Copy out, unchanged, the lines from the one containing "boxsearch white tights --return coords" through the one containing "[509,250,533,273]", both included. Omit the pictures from your answer.

[START OF Given information]

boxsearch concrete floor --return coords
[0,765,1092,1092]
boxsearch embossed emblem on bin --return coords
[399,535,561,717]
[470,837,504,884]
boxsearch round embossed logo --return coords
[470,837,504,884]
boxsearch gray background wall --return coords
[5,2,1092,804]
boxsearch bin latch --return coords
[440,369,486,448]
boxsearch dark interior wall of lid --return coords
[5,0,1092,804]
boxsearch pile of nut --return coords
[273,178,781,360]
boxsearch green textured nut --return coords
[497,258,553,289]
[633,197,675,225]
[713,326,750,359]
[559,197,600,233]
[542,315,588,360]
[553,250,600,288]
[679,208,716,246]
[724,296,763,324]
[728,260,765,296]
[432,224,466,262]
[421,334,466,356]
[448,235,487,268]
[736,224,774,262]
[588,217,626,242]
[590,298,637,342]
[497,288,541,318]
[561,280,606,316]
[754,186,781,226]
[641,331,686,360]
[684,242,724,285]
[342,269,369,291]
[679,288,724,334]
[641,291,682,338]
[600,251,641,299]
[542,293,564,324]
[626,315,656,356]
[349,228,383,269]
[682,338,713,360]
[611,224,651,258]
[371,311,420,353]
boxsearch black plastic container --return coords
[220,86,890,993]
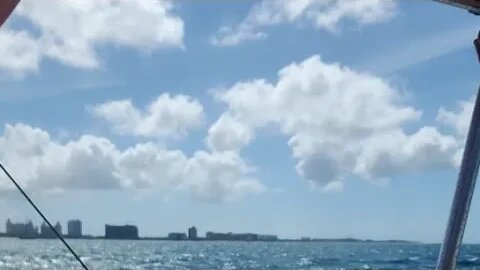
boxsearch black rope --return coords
[0,163,89,270]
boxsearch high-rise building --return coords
[168,233,187,240]
[67,219,82,238]
[105,225,138,239]
[5,219,38,238]
[40,222,62,238]
[188,226,197,240]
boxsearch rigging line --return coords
[0,163,89,270]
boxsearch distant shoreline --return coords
[0,233,420,244]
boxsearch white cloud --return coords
[207,56,458,190]
[0,0,184,72]
[0,124,264,201]
[437,97,475,138]
[185,151,265,201]
[211,0,396,46]
[90,93,204,138]
[437,97,475,167]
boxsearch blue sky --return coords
[0,0,480,242]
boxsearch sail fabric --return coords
[0,0,20,26]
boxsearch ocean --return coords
[0,238,480,270]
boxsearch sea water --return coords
[0,238,480,270]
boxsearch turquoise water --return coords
[0,238,480,270]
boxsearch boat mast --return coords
[434,0,480,270]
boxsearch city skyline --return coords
[0,0,480,245]
[0,218,278,241]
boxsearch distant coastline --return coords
[0,233,420,244]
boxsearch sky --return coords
[0,0,480,243]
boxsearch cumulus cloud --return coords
[0,124,264,201]
[0,0,184,72]
[206,56,458,191]
[437,97,475,167]
[211,0,395,46]
[90,93,204,138]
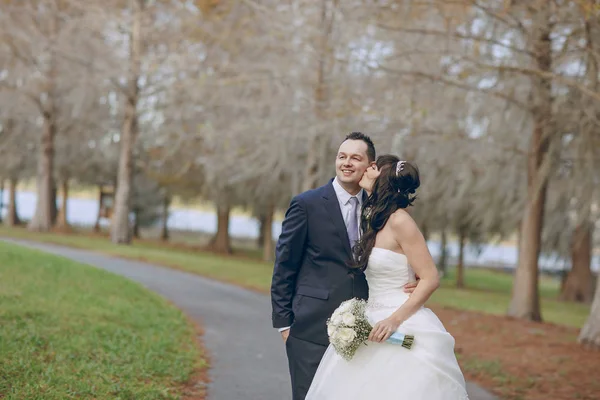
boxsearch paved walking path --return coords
[0,238,497,400]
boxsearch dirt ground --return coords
[432,307,600,400]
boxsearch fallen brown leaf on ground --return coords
[431,306,600,400]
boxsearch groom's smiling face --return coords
[335,140,369,186]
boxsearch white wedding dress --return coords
[306,247,468,400]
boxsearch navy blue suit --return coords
[271,182,368,400]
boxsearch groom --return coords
[271,132,375,400]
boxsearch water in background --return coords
[3,191,600,271]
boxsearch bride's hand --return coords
[369,317,400,343]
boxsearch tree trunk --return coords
[6,178,21,226]
[302,135,323,191]
[579,277,600,349]
[209,204,233,254]
[94,186,102,233]
[508,21,554,321]
[256,213,267,249]
[160,195,171,242]
[0,178,4,223]
[29,112,56,232]
[560,221,594,303]
[302,0,339,191]
[262,206,275,261]
[50,184,58,226]
[110,0,144,244]
[56,179,69,230]
[456,228,467,289]
[438,229,448,276]
[132,209,140,239]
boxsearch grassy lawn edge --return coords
[0,242,209,400]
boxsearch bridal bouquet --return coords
[327,299,415,361]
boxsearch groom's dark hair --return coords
[344,132,376,162]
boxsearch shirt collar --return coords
[333,176,364,207]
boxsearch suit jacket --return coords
[271,181,368,345]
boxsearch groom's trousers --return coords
[285,335,327,400]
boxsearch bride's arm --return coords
[369,211,440,342]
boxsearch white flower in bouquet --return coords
[336,328,356,346]
[327,324,335,337]
[342,312,356,326]
[327,299,414,361]
[331,313,344,325]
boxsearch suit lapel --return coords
[323,182,352,258]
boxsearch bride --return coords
[306,155,468,400]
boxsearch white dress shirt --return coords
[279,180,363,332]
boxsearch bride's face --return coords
[358,164,381,192]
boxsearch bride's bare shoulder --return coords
[390,208,419,233]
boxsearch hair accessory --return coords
[396,161,406,176]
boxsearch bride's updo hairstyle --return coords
[352,154,421,271]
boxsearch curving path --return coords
[0,238,497,400]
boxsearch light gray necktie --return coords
[346,196,358,247]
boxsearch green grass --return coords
[431,269,590,328]
[0,226,589,327]
[0,241,203,400]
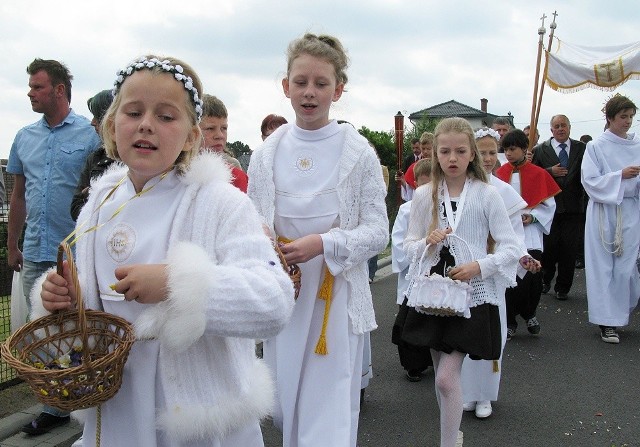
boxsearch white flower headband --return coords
[113,56,203,122]
[474,127,500,141]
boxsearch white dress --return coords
[582,131,640,327]
[461,175,527,403]
[264,122,364,447]
[83,171,263,447]
[391,202,411,305]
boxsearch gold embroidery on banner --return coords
[593,57,624,87]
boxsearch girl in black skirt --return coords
[402,118,520,447]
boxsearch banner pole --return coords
[529,14,547,152]
[529,11,558,142]
[394,111,404,206]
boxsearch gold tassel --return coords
[315,264,334,355]
[278,236,334,355]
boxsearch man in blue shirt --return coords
[7,59,100,435]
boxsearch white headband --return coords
[113,56,203,122]
[473,127,500,141]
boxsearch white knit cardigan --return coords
[404,179,522,306]
[247,124,389,334]
[32,154,294,443]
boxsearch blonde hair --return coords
[100,54,202,173]
[428,117,488,232]
[287,33,349,85]
[420,132,435,144]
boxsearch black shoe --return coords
[527,317,540,335]
[600,326,620,344]
[22,413,71,436]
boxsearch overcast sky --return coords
[0,0,640,158]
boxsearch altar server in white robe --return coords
[582,95,640,343]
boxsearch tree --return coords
[227,141,251,158]
[358,126,398,168]
[403,114,440,156]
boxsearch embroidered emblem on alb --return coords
[107,223,136,263]
[296,152,315,177]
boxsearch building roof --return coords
[409,99,499,123]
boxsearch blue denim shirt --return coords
[7,110,100,262]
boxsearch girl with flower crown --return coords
[403,118,520,447]
[32,56,293,447]
[248,34,389,447]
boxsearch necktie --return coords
[558,143,569,168]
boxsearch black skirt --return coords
[394,248,502,360]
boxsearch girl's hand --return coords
[427,228,451,245]
[280,234,324,264]
[113,264,167,304]
[520,255,542,273]
[40,261,76,312]
[522,214,533,226]
[448,261,480,281]
[622,166,640,179]
[262,224,273,241]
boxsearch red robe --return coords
[496,161,561,208]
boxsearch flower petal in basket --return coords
[407,273,473,318]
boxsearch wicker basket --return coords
[274,243,302,300]
[1,244,134,411]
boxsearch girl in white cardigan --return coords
[32,56,293,447]
[248,34,389,447]
[404,118,520,447]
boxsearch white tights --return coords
[431,349,465,447]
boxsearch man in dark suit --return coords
[533,115,585,300]
[402,138,420,173]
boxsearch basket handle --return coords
[273,242,289,272]
[56,242,93,369]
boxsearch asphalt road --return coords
[263,267,640,447]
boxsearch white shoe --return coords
[476,400,493,419]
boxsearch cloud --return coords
[0,0,640,158]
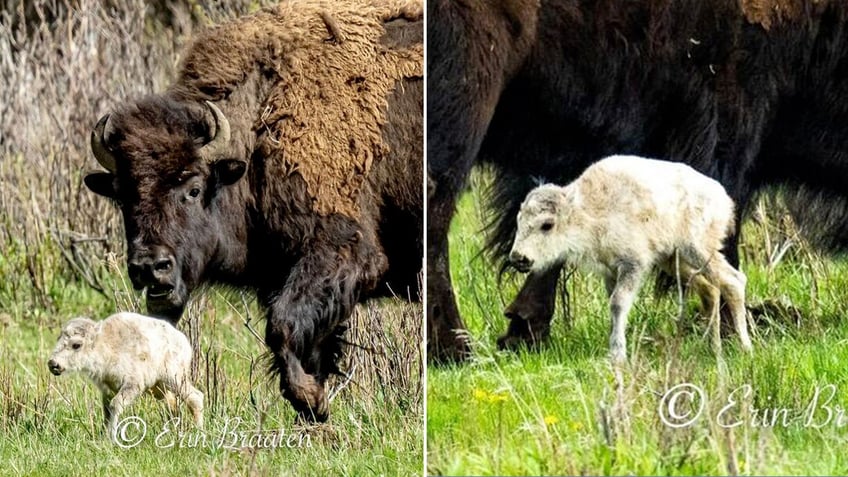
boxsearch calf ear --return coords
[83,172,115,199]
[214,159,247,185]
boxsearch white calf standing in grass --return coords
[47,313,203,439]
[510,156,751,362]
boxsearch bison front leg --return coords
[265,248,374,422]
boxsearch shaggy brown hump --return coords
[740,0,808,30]
[178,0,424,217]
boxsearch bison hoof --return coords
[490,318,550,351]
[296,403,330,424]
[283,374,330,423]
[427,335,471,364]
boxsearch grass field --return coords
[0,260,423,476]
[427,175,848,475]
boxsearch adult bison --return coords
[427,0,848,360]
[85,0,423,421]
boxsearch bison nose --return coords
[127,247,174,290]
[509,250,533,272]
[47,359,64,376]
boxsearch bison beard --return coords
[85,0,423,421]
[427,0,848,361]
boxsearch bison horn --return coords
[91,114,118,172]
[197,101,230,162]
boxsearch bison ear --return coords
[83,172,116,199]
[214,159,247,185]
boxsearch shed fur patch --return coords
[177,0,424,218]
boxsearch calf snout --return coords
[47,359,65,376]
[127,247,176,294]
[509,250,533,273]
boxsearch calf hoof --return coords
[497,315,550,351]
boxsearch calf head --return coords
[509,184,568,272]
[47,318,97,376]
[85,96,247,323]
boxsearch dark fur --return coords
[428,0,848,359]
[86,12,423,420]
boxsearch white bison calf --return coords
[510,156,751,362]
[47,313,203,439]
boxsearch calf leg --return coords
[691,274,721,354]
[609,262,645,364]
[150,381,177,415]
[715,256,753,351]
[498,267,561,349]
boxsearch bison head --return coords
[85,97,247,322]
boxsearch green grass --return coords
[0,243,423,476]
[427,176,848,475]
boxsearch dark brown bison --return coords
[427,0,848,360]
[85,0,423,421]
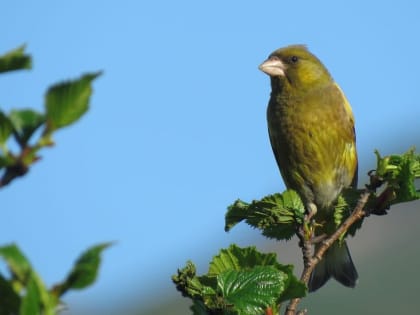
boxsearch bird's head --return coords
[259,45,332,91]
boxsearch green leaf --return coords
[0,244,32,284]
[45,72,101,134]
[218,266,287,315]
[208,244,282,275]
[0,275,20,315]
[371,149,420,214]
[225,190,305,240]
[9,109,45,146]
[53,243,112,296]
[0,45,32,73]
[0,111,13,146]
[190,300,210,315]
[172,261,203,298]
[172,245,306,315]
[19,278,41,315]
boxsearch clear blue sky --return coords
[0,0,420,313]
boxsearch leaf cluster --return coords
[172,245,306,315]
[172,150,420,315]
[0,46,101,187]
[0,243,110,315]
[0,46,111,315]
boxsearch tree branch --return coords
[285,188,371,315]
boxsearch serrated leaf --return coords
[172,261,203,298]
[0,244,32,283]
[9,109,45,146]
[190,300,210,315]
[19,278,41,315]
[53,243,112,296]
[225,190,305,240]
[375,149,420,214]
[218,266,287,315]
[45,72,101,133]
[0,111,13,146]
[0,45,32,73]
[208,244,307,303]
[208,244,281,275]
[0,275,20,315]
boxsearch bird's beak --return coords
[258,56,286,77]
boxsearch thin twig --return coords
[285,188,371,315]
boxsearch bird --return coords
[259,45,358,292]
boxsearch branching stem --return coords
[285,188,371,315]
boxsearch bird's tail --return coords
[308,241,359,292]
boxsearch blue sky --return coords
[0,0,420,315]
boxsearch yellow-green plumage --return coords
[260,45,357,291]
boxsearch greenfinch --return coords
[259,45,358,291]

[END OF Given information]

### Exercise solution
boxsearch white tights --return coords
[431,349,465,447]
boxsearch man in dark suit --return coords
[533,115,585,300]
[402,138,420,173]
boxsearch basket handle --return coords
[273,242,289,272]
[56,242,93,369]
boxsearch asphalt road --return coords
[263,267,640,447]
boxsearch white shoe --return coords
[476,400,493,419]
boxsearch cloud --return coords
[0,0,640,158]
boxsearch calf ear --return coords
[83,172,115,199]
[214,159,247,185]
boxsearch white calf standing in grass --return coords
[47,313,203,439]
[510,156,751,362]
boxsearch bison front leg --return coords
[265,248,374,422]
boxsearch shaggy brown hump --return coords
[740,0,808,30]
[178,0,424,217]
boxsearch bison hoof --return coords
[490,318,550,351]
[296,403,330,424]
[283,374,330,423]
[427,335,471,364]
boxsearch grass field --return coords
[0,260,423,476]
[427,175,848,475]
boxsearch adult bison --return coords
[427,0,848,360]
[85,0,423,421]
boxsearch bison nose --return coords
[127,247,174,290]
[509,250,533,272]
[47,359,64,376]
boxsearch bison beard --return coords
[85,0,423,421]
[427,0,848,361]
boxsearch bison horn --return coords
[91,114,118,172]
[197,101,230,162]
boxsearch bison ear --return coords
[83,172,116,199]
[214,159,247,185]
boxsearch shed fur patch --return coords
[177,0,424,218]
boxsearch calf snout --return coords
[47,359,65,376]
[127,247,176,294]
[509,250,533,273]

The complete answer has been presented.